* [Your task]: Reproduce every line of the data below character for character, leaving out the pictures.

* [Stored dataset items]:
* Start *

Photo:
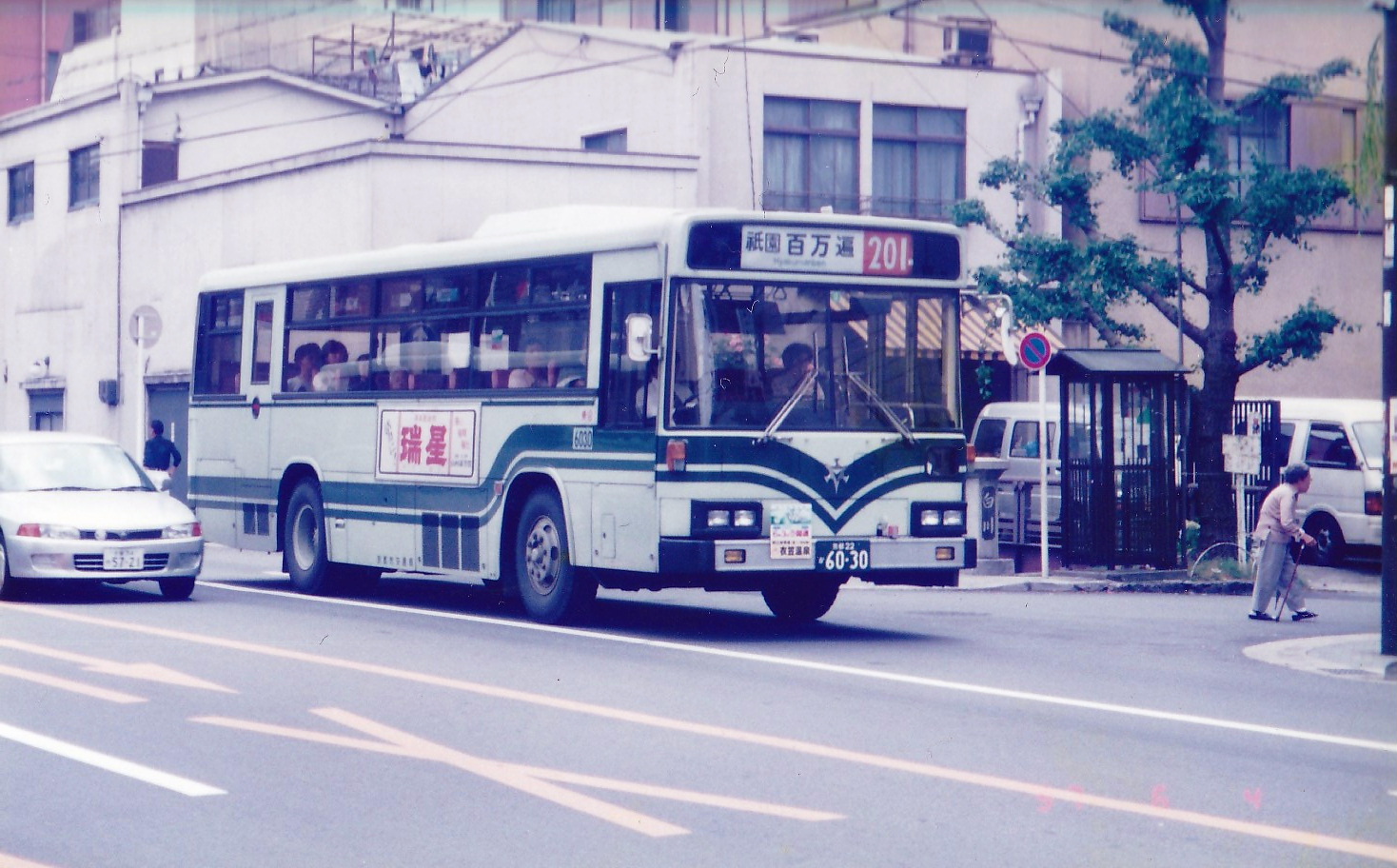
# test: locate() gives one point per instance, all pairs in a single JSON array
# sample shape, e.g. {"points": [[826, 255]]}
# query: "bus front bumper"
{"points": [[918, 561]]}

* End *

* [The reply]:
Photo:
# test: locate() gives one point per instance, all pairs in a single JSON array
# sample shape, e.g. {"points": [[826, 255]]}
# query: "bus front bumper"
{"points": [[918, 561]]}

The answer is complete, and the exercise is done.